***** Document excerpt

Adding to the extraordinary atmosphere of high tech, hard work and international co-operation, Seales said in a Skype conversation broadcast at the IAA offices at the Israel Museum in Jerusalem that he doesn't read Hebrew. "I've never seen the scroll. And that's indicative of our digital age," the chair of the Department of Computer Science at the university in Lexington, Kentucky noted. In the background were some of the eight students who worked with him at his pioneering lab in the tedious and exacting process of making the burnt scroll's text legible. Seales beamed "We've all been celebrating here."

He was not the only one reveling.
"After the Dead Sea Scrolls, this has been the most significant find of an ancient Bible," said Shor, referring to hundreds of ancient texts found in the late 1940s near the shores of the inland sea for whom the scrolls were named.

Until the virtual unrolling of the Ein Gedi fragment of Leviticus, there had been a millennium long gap between the 2,000-year-old Dead Sea Scrolls dating from the late Second Temple Period and the medieval Aleppo Codex written in the 10th century C.E. Now scholars have a point of reference in the middle centuries.

While only eight verses of Leviticus were decoded by Seales' team, that text - which details animal sacrifices brought to the Tabernacle - confirms the Masoretic text of the Torah, according to Shor. In other words, the discovery at the Ein Gedi synagogue suggests the Torah has been faithfully preserved over the millennia, and that copyists mistakes have not crept in.

**********
***** Recorded information

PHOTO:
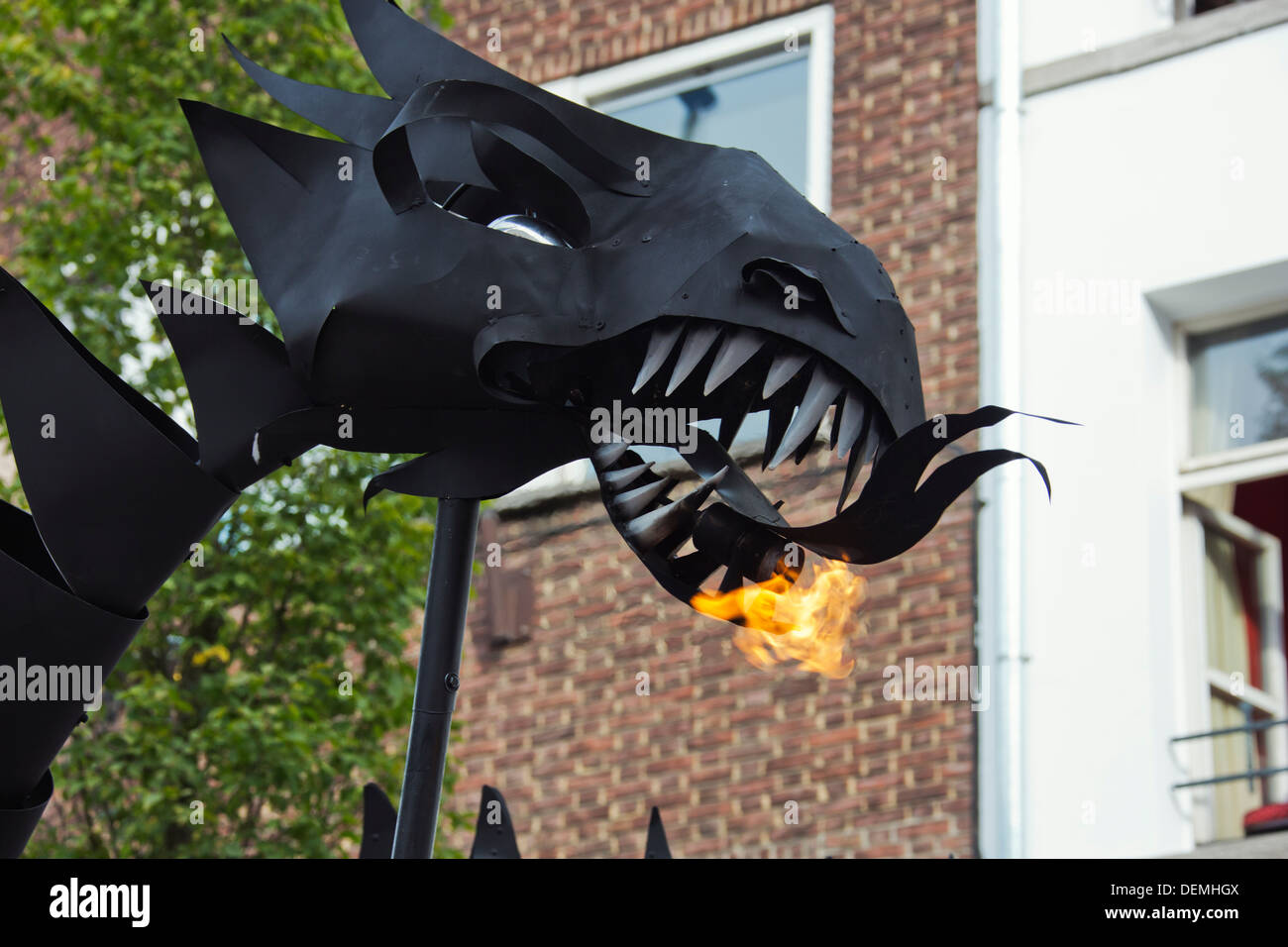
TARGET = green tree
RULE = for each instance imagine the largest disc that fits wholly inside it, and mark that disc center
(233, 701)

**********

**Tasks to complete:**
**A)** Translate this sentence from the Ein Gedi scroll passage into Spanish: "He was not the only one reveling."
**B)** From the Ein Gedi scroll passage, output the stretch from "Adding to the" through "scrolls were named." without any changes.

**Task responses:**
**A)** No era el único que lo estaba celebrando.

**B)**
Adding to the extraordinary atmosphere of high tech, hard work and international co-operation, Seales said in a Skype conversation broadcast at the IAA offices at the Israel Museum in Jerusalem that he doesn't read Hebrew. "I've never seen the scroll. And that's indicative of our digital age," the chair of the Department of Computer Science at the university in Lexington, Kentucky noted. In the background were some of the eight students who worked with him at his pioneering lab in the tedious and exacting process of making the burnt scroll's text legible. Seales beamed "We've all been celebrating here."

He was not the only one reveling.
"After the Dead Sea Scrolls, this has been the most significant find of an ancient Bible," said Shor, referring to hundreds of ancient texts found in the late 1940s near the shores of the inland sea for whom the scrolls were named.